**Written request:**
Return the material word for word. Do not include pictures.

**Coordinate annotation records:**
·····

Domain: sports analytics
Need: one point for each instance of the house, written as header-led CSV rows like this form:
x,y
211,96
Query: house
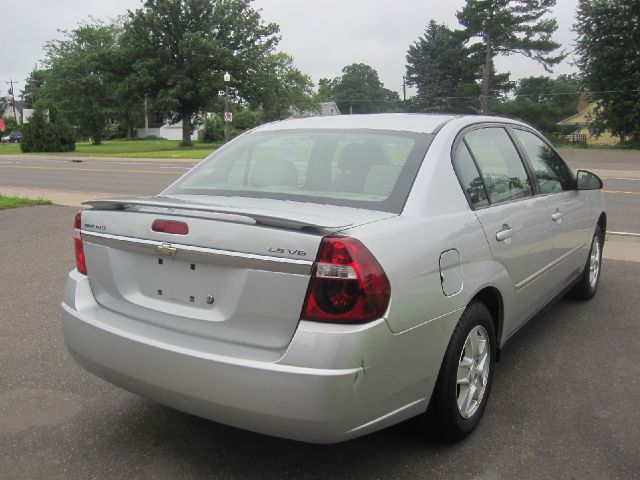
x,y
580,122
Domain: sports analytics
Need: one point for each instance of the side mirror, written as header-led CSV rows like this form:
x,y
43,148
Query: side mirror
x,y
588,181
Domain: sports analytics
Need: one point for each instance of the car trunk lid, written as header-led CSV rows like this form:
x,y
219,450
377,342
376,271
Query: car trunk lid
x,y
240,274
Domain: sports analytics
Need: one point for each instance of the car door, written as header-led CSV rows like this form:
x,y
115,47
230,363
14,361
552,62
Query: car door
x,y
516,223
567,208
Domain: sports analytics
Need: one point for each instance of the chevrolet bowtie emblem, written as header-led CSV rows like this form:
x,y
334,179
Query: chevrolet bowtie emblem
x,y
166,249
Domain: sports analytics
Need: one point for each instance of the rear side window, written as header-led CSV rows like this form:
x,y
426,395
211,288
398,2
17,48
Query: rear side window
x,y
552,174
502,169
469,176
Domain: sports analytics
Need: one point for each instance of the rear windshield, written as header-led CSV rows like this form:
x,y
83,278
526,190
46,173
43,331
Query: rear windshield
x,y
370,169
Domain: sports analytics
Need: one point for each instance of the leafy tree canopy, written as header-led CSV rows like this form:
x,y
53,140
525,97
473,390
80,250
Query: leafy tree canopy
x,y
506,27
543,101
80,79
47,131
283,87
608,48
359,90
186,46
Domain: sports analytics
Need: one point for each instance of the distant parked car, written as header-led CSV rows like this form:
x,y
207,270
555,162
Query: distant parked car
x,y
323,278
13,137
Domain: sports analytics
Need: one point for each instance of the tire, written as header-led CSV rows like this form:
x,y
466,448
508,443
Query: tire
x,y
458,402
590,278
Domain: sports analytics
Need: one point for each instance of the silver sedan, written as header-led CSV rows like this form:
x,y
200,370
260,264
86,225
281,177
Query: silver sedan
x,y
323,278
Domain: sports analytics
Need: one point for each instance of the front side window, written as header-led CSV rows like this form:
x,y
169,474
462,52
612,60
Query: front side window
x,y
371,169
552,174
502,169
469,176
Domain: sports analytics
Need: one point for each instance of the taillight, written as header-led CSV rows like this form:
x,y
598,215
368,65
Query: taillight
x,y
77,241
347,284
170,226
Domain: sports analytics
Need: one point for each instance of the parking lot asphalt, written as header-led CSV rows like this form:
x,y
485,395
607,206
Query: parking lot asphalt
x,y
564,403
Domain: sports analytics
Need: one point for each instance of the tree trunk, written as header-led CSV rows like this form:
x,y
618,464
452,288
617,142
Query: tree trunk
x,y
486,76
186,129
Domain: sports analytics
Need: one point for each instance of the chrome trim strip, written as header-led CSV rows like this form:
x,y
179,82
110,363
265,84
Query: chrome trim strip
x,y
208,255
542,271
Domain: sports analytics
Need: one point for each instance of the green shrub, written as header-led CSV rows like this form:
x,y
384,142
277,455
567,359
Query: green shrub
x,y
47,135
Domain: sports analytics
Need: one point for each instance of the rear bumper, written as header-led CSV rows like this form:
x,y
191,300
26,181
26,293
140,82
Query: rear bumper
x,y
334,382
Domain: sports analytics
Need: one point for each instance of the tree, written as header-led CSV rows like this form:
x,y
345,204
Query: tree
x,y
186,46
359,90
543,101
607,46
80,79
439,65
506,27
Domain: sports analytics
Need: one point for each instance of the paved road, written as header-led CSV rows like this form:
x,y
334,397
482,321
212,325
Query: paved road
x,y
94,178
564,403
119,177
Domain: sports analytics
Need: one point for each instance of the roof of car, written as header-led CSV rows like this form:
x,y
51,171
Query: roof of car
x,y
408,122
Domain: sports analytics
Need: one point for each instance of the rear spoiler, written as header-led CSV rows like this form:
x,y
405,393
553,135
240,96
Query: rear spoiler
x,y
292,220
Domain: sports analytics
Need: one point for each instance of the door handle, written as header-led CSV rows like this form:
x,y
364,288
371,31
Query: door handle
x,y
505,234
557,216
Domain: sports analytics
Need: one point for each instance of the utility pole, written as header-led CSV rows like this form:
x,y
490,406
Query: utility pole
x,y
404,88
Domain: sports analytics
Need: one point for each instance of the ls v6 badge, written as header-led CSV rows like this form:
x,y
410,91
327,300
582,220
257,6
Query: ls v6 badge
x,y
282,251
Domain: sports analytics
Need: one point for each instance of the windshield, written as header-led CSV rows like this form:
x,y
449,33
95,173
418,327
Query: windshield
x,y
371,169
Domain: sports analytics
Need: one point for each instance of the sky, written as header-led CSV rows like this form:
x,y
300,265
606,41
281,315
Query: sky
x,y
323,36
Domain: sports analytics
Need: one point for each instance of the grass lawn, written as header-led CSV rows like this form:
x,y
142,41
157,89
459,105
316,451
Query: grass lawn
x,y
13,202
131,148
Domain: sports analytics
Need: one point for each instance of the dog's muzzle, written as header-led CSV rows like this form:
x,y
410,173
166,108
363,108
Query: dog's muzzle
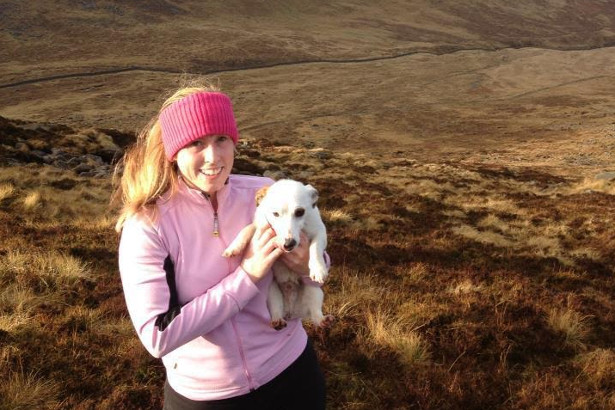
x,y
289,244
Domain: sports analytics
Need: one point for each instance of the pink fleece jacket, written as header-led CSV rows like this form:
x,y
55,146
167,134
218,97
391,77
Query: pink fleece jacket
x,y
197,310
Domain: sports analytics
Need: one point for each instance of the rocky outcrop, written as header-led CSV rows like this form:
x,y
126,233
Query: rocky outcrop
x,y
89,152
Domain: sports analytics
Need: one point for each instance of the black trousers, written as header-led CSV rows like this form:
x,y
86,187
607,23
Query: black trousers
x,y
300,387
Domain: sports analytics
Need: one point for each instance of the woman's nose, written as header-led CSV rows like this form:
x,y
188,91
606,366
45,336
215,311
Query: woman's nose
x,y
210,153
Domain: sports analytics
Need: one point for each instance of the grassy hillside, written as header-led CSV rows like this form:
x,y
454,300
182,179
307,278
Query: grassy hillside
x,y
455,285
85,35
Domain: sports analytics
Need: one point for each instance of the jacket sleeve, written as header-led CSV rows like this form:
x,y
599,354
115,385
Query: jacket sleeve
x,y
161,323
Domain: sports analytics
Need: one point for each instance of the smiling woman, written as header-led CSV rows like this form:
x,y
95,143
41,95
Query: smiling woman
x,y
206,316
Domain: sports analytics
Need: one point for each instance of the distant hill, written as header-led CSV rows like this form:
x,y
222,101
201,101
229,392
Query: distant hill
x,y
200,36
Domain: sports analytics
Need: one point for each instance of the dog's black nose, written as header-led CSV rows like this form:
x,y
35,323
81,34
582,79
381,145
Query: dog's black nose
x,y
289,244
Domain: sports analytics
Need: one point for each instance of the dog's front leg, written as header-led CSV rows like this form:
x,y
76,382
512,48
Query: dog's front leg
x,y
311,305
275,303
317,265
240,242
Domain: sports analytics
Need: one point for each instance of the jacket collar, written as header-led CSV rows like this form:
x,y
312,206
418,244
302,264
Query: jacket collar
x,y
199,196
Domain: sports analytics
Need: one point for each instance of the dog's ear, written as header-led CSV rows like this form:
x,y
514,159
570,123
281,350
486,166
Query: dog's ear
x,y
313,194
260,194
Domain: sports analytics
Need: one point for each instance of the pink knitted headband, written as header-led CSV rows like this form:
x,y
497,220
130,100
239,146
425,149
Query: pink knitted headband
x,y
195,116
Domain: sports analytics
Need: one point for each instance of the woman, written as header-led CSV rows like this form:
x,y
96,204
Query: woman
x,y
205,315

·····

**Task response:**
Domain: sports analytics
Need: one point for each instance of the house, written as header-led CSV rows like this form:
x,y
211,96
Query: house
x,y
580,122
Domain: sports analytics
Need: one point for each instance of the side mirror, written as header-led CSV rows like this form:
x,y
43,148
Query: side mirror
x,y
588,181
Domain: sports analytics
Need: one point for each instance of the car trunk lid, written as header-led CSV rows like this form:
x,y
219,450
377,342
376,271
Query: car trunk lid
x,y
240,274
Domain: sports analytics
Need: one point for each instance of the car door, written as header-led CSV rows like this form:
x,y
115,47
230,363
14,361
552,62
Query: car door
x,y
516,223
567,208
Domain: sports analytics
Need: one point for each instance of the chevrolet bowtie emblem, written as header-led CSV rows like this form:
x,y
334,179
Query: chevrolet bowtie emblem
x,y
166,249
Domain: sports analytics
Need: one point for each instance of the rear side window, written as header-led CSV rows like this form:
x,y
426,395
211,288
398,2
17,48
Query: rear side window
x,y
552,174
502,169
469,176
Domain: sports analytics
Need: one point for each instance of the rear windshield, written as header-led CSV rows like this form:
x,y
83,278
526,190
46,173
43,331
Query: rear windshield
x,y
370,169
Domain: sports analytics
Need: one point for each instance of the leafy tree canopy, written as header-led CSV rows like this form:
x,y
53,140
525,97
473,390
80,250
Query: leafy tree canopy
x,y
506,27
543,101
80,79
47,131
283,87
608,48
359,90
186,46
Domain: sports analytics
Need: one point for each instance of the distant parked car, written as header-led CSV rows like this form:
x,y
207,270
555,162
Query: distant parked car
x,y
323,278
13,137
Domain: sports analytics
Need: one point for each instance of the tire, written as header-led CSV rows like this form:
x,y
466,448
508,443
Query: tire
x,y
458,402
590,278
Domain: sports analytics
Need: one point for each instance of the silver sedan, written as header-led CSV rows like this form:
x,y
200,370
260,264
86,225
281,177
Query: silver sedan
x,y
323,278
Domain: sports analytics
Need: one point for each instance of the front side window, written as header-led CSV rows like this form:
x,y
169,474
462,52
612,60
Query: front side window
x,y
371,169
552,174
502,169
469,176
Domain: sports analytics
Need: one point for each instance of the taillight, written as header-led CSV rows like this form:
x,y
598,215
368,65
Query: taillight
x,y
77,241
347,284
170,226
Domain: sports analytics
Need: one point for each instance of the parking lot asphalt, written as header-led CSV rows like this form:
x,y
485,395
607,206
Query: parking lot asphalt
x,y
564,403
Domain: sports analytics
Need: one point for each instance of the tree trunk, written as header-led CSV rows like this form:
x,y
618,464
452,288
617,142
Query: tree trunk
x,y
486,76
186,129
Domain: sports analytics
Need: one point for each instance of the chrome trim strip, written as header-led CSV rows like this form:
x,y
179,82
110,363
265,84
Query: chrome trim strip
x,y
208,255
542,271
Domain: sports analytics
Need: one point for each instance of the green shrub, written as header-led CSV rows like this form:
x,y
384,142
277,455
567,359
Query: green shrub
x,y
47,135
Domain: sports analytics
Need: one point for each instance of the rear bumper, written as header-led CSV rows like this form:
x,y
191,300
26,181
26,293
140,82
Query: rear bumper
x,y
334,382
Domain: sports analytics
Need: one point for each instance of the tree, written as header-led CSV rows like this form:
x,y
345,204
Query: tree
x,y
186,46
359,90
543,101
607,46
80,79
439,65
506,27
Domain: sports analytics
Need: one point for each instance of the paved road, written as header-led CSV rows like this form:
x,y
334,397
482,321
212,325
Query: paved road
x,y
94,178
564,403
119,177
Domain: sports analytics
Need: one point for each instance of the roof of car, written as header-led CSV rows like this form:
x,y
51,171
Query: roof of car
x,y
408,122
Domain: sports analytics
Need: one point for each instance of the rear spoiler, written as header-led CSV rows like this form:
x,y
405,393
553,135
240,96
Query: rear spoiler
x,y
292,220
Domain: sports analytics
Need: one point for each instance of the door handle, written as header-led CSV rows like this form:
x,y
364,288
371,31
Query: door handle
x,y
505,234
557,216
Domain: sports analytics
Need: one point for each instance of the utility pole, written as header-led CSV rows like this form:
x,y
490,406
Query: utility pole
x,y
404,88
Domain: sports analytics
Need: one point for each instance of the ls v6 badge, written as header-led CSV rows like this form:
x,y
410,91
327,300
582,220
257,6
Query: ls v6 badge
x,y
282,251
Domain: sports analytics
Need: one point for each instance of the windshield, written as header-led CSV rows like this form:
x,y
449,33
95,173
418,327
Query: windshield
x,y
371,169
Domain: sports analytics
Need: one point for each instance of the sky, written as header-led CSV rows like this form:
x,y
300,265
606,41
281,315
Query: sky
x,y
323,36
Domain: sports analytics
Need: one point for each instance of the grass lawn, written as header-led CSV rows like this form:
x,y
142,41
157,89
459,105
316,451
Query: grass lawn
x,y
13,202
131,148
Domain: sports analytics
Need: one point for each instance of the dog's muzzle, written as header-led CSV rows like this form:
x,y
410,173
166,108
363,108
Query: dog's muzzle
x,y
289,244
Domain: sports analytics
Need: one point for each instance of the pink fleece jacket, written as header-led CSV rows like this form:
x,y
55,146
167,134
218,97
391,77
Query: pink fleece jacket
x,y
197,310
Domain: sports analytics
Need: one point for each instance of the rocky outcrop, written as header-led CSV rows like this form:
x,y
126,233
Query: rocky outcrop
x,y
89,152
Domain: sports analytics
Need: one point for each instance of the black trousers, written as header-led CSV rows like this form:
x,y
86,187
607,23
Query: black trousers
x,y
300,387
Domain: sports analytics
Need: one point for each instance of the woman's nose, written as header-led CSV rows like this form:
x,y
188,91
606,366
45,336
215,311
Query: woman's nose
x,y
210,153
Domain: sports analytics
Need: one point for each instance of the grassy hillside, written as header-led CSV rows like this form:
x,y
454,300
182,179
307,278
Query: grassy hillside
x,y
455,285
85,35
Domain: sports analytics
Need: one point for each instance of the jacket sleeve, written as header-led CSV rows like this form:
x,y
599,354
115,385
Query: jacket sleeve
x,y
161,323
Domain: sports analytics
Need: one point for each instance of the smiling woman, written as header-led CSV rows like this form:
x,y
95,143
41,95
Query: smiling woman
x,y
206,316
Domain: sports analytics
Need: one point for each instance of the distant hill, written as header-led CSV rows like this form:
x,y
222,101
201,101
229,392
Query: distant hill
x,y
200,36
Domain: sports analytics
Need: one point for each instance of the dog's black nose, written as header-led CSV rows like this form:
x,y
35,323
81,34
582,79
381,145
Query: dog's black nose
x,y
289,244
Domain: sports analytics
Need: one point for each instance of the dog's front leg, written as header-led CSV rows like this form:
x,y
76,382
512,48
Query: dog's front leg
x,y
311,305
275,303
317,265
240,242
Domain: sports analytics
Need: one point for each instance of the jacket collar, written as header-led CSV rows like this form:
x,y
312,206
418,244
302,264
Query: jacket collar
x,y
199,196
Domain: sports analytics
Need: one point for each instance of the dog's ear, written as header-led CSV rows like this form:
x,y
514,159
570,123
281,350
486,166
Query: dog's ear
x,y
313,194
260,194
Domain: sports analytics
Need: one point for each instance of the pink knitted headband, written as header-led CSV rows like this form:
x,y
497,220
130,100
239,146
425,149
Query: pink knitted headband
x,y
195,116
Domain: sports analytics
Need: one point for each instance of the woman, written as header-led CSV rows like this form:
x,y
96,204
Query: woman
x,y
205,315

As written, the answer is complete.